> **WORK TASK 1**
Answer these questions from the text on animal plasma proteins:
(a) Animal blood and plasma are a by-product of what kind of facility?
(b) What lack does the text give as the reason this source seems vastly underutilized?
(c) The plasma proteins of which two animals are the LPS team's initial focus?
> **WORK TASK 2**
Extend the text on animal plasma proteins, picking up after its last sentence.

> **TEXT FOR ANALYSIS**
· · · · ·

Animal blood and plasma is an abundant by-product of industrial slaughterhouses which contain highly functional proteins for food applications. Animal plasma also contain a host of bioactive proteins and enzymes that have significant market opportunities for animal and human healthcare applications, including substitution of antibiotics in animal farming.
The functionalities of animal plasma proteins are well described and still this source of valuable components seems vastly underutilized due to the lack of efficient and mild separation processes that retain the functional integrity while providing high yields of each component at a relevant processing cost.
The LPS team employs many years of know-how in the field of plasma fractionation for the development of individual proteins from animal plasma – with an initial focus on porcine and bovine plasma proteins – including albumin, immunoglobulin, fibrinogen and transferrin.

· · · · ·

> **GIVEN DATA**
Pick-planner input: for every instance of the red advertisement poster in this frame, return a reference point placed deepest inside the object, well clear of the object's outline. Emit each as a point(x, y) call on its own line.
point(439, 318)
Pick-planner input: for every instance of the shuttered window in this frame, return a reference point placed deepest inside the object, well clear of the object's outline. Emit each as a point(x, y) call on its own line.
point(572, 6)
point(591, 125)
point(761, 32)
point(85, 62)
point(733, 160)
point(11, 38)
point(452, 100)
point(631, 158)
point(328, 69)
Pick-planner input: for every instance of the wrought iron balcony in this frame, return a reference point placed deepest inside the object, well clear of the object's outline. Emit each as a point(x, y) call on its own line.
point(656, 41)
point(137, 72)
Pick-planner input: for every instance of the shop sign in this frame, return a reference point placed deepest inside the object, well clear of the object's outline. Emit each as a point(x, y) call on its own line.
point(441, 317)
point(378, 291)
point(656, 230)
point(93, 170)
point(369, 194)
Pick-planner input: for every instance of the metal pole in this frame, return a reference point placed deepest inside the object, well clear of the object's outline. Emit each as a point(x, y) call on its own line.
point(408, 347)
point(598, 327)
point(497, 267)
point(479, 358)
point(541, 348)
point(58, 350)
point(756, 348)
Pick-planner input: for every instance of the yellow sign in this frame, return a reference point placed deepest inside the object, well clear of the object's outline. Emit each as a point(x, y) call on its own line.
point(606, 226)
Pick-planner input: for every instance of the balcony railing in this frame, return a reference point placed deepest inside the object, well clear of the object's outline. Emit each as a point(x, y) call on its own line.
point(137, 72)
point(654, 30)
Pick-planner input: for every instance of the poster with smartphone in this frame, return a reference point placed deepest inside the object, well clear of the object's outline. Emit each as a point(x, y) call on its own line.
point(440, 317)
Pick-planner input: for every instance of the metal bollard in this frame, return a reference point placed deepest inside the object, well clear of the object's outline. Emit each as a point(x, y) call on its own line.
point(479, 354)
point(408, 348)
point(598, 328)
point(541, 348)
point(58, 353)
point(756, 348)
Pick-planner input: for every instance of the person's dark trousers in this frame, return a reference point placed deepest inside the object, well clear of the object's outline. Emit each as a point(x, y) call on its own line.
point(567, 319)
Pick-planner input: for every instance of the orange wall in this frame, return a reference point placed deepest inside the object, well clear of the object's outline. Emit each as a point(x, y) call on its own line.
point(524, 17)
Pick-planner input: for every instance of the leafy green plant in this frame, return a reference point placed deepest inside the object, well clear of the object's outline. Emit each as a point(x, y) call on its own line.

· · · · ·

> **WRITTEN REPLY 1**
(a) Industrial slaughterhouses.
(b) A lack of efficient and mild separation processes that keep the proteins' functional integrity while giving high yields of each component at a relevant processing cost.
(c) Pigs and cattle (porcine and bovine plasma proteins).

> **WRITTEN REPLY 2**
Immunoglobulins from animal plasma is a heterogeneous group of proteins which mainly contain the IgG, IgA and IgM immunoglobulins. These immune-defense proteins have been thoroughly documented to provide protection against infections, improve health and survival rate of newborn piglets and calves when administered orally during the first days and weeks of life and thus contribute to minimize the use of antibiotics (Hedegaard CJ et al, PLoS ONE 11(1): e0147373. doi:10.1371/journal.pone.0147373 (2016)).